The Court of Appeal in Quick held that automatism arising from intoxication
does not fall within the definition of insanity. However, this does not mean
that a person who causes harm whilst in such an intoxicated state as to
have significantly reduced consciousness or to be unable to control
movements of the body should be brought within the doctrine of
automatism. If the cause of the involuntariness is intoxication, then the
courts treat the case as falling within the ambit of the intoxication doctrine.
It is rare for the evidence to be strong enough to raise a reasonable doubt
that D was sufficiently intoxicated as to be in a state of automatism, but
this seems to have been accepted in Lipman (1970),43 where D had
taken drugs and believed that he was fighting off snakes and descending
to the centre of the earth, whereas he was actually suffocating his
girlfriend. A defence of automatism was refused, and the case was treated
as one of intoxication,44 drawing on the doctrine of prior fault discussed in
(e). The distinction may seem a complication too far, but consider this
example. An air traffic controller goes on duty whilst heavily intoxicated.

**Given information:**
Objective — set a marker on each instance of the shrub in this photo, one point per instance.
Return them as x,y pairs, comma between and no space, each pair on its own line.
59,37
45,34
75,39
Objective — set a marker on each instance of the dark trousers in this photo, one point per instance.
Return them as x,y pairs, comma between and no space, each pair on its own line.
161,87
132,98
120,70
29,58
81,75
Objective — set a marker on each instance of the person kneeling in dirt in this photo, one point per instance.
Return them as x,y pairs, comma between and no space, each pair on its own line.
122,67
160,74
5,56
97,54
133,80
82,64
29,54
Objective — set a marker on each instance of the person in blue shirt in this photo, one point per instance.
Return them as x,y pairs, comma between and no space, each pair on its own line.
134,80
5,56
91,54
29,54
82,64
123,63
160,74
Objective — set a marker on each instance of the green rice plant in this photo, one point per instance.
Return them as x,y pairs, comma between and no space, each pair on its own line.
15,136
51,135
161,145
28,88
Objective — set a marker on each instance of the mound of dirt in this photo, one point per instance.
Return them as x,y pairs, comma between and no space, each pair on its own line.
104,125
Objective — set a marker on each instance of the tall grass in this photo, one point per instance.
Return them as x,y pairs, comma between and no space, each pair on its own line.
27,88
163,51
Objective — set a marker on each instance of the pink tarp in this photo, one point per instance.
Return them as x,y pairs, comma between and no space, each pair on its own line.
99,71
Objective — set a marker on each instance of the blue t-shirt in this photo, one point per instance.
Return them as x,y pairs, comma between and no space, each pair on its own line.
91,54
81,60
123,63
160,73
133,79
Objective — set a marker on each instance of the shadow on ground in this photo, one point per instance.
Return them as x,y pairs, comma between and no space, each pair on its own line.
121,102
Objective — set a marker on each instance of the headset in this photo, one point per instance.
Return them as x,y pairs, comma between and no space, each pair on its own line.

**Exercises:**
a. List every legal doctrine that the passage on automatism and intoxication refers to by the word "doctrine."
b. Quote everything in the passage on automatism and intoxication from "It is rare for" down to "whilst heavily intoxicated.".
c. Write what comes next in the passage on automatism and intoxication, picking up after its final sentence.

**Results for the exercise:**
a. The doctrine of automatism, the intoxication doctrine, and the doctrine of prior fault.

b.
It is rare for the evidence to be strong enough to raise a reasonable doubt
that D was sufficiently intoxicated as to be in a state of automatism, but
this seems to have been accepted in Lipman (1970),43 where D had
taken drugs and believed that he was fighting off snakes and descending
to the centre of the earth, whereas he was actually suffocating his
girlfriend. A defence of automatism was refused, and the case was treated
as one of intoxication,44 drawing on the doctrine of prior fault discussed in
(e). The distinction may seem a complication too far, but consider this
example. An air traffic controller goes on duty whilst heavily intoxicated.

c.
She is
so intoxicated that she collapses unconscious when performing a vital
part of her work, endangering many lives. If she is charged with an
endangerment offence of some kind, there seems to be no pressing
reason to grant the defendant an automatism-based defence. However, it
should arguably be different if her intoxication led her accidentally to fall,
hit her head hard, enter a mental state akin to sleepwalking in
consequence, and then collapse at work as just described. In the latter
case, the causal influence of the intoxication is just the background in
which another cause of automatism—the concussion—governs her
behaviour.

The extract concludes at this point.